→ **Dataset records**:
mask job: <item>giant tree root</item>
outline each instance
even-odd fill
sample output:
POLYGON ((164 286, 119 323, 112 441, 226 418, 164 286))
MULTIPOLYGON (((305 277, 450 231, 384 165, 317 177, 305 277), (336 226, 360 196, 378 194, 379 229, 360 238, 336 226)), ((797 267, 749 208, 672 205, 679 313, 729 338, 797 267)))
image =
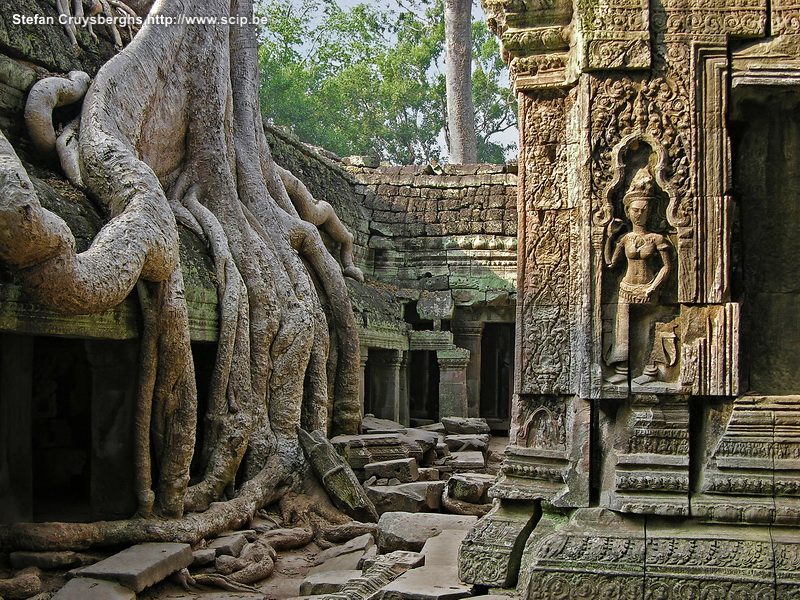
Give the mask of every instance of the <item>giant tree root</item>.
POLYGON ((288 481, 277 457, 248 481, 239 496, 215 502, 202 513, 174 519, 130 519, 94 523, 14 523, 0 526, 3 550, 85 550, 91 546, 200 540, 245 526, 256 510, 286 493, 288 481))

→ **Do this**: Copy every line of the material verbatim, omitting the pictures.

→ **Correct output**:
mask job: <item>giant tree root</item>
outline each instance
even-odd fill
sample output:
POLYGON ((164 286, 119 323, 112 441, 226 418, 164 286))
MULTIPOLYGON (((305 277, 450 231, 384 165, 317 177, 305 277), (336 226, 360 196, 378 194, 379 229, 360 238, 336 226)), ((797 267, 749 208, 672 205, 679 313, 729 338, 797 267)))
image =
Give the mask of every instance of the <item>giant tree root</item>.
POLYGON ((288 481, 277 457, 248 481, 239 496, 215 502, 202 513, 174 519, 130 519, 94 523, 14 523, 0 526, 3 550, 85 550, 91 546, 200 540, 245 526, 256 510, 286 493, 288 481))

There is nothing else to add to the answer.